GIVEN INSTRUCTION:
Present the lines below as a Markdown table with two columns, Row and Text: Row holds the running number and Text holds the line itself. Skip any blank lines, and leave the pictures out of the answer.

(Named-object pointing lines)
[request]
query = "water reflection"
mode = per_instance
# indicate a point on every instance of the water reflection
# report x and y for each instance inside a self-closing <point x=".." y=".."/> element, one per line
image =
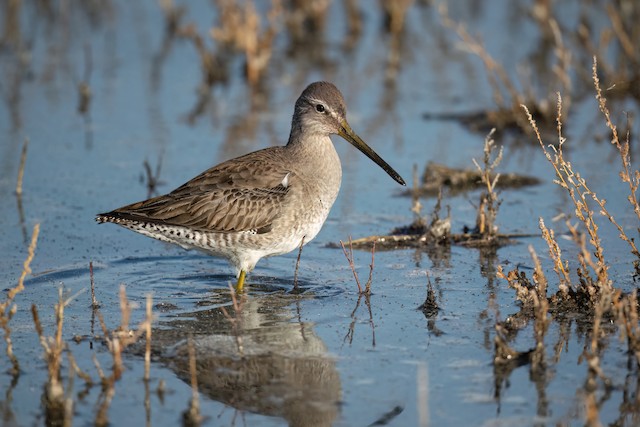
<point x="261" y="359"/>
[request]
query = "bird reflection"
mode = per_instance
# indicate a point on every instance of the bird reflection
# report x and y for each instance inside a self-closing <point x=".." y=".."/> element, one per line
<point x="258" y="358"/>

WORKED ANSWER:
| Row | Text |
|---|---|
| 1 | [request] |
| 2 | query = "water reflection" |
| 3 | mode = per_instance |
| 4 | # indicate a point on every instance of the water reflection |
| 5 | # report x and y for each instance inside a self-closing <point x=".." y=".."/> element, one per line |
| 6 | image = |
| 7 | <point x="261" y="359"/> |
| 8 | [request] |
| 9 | query = "bird reflection" |
| 10 | mode = per_instance |
| 11 | # indicate a point on every instance of the bird reflection |
| 12 | # report x and y for each instance inside a self-closing <point x=".." y=".."/> element, one per line |
| 13 | <point x="258" y="358"/> |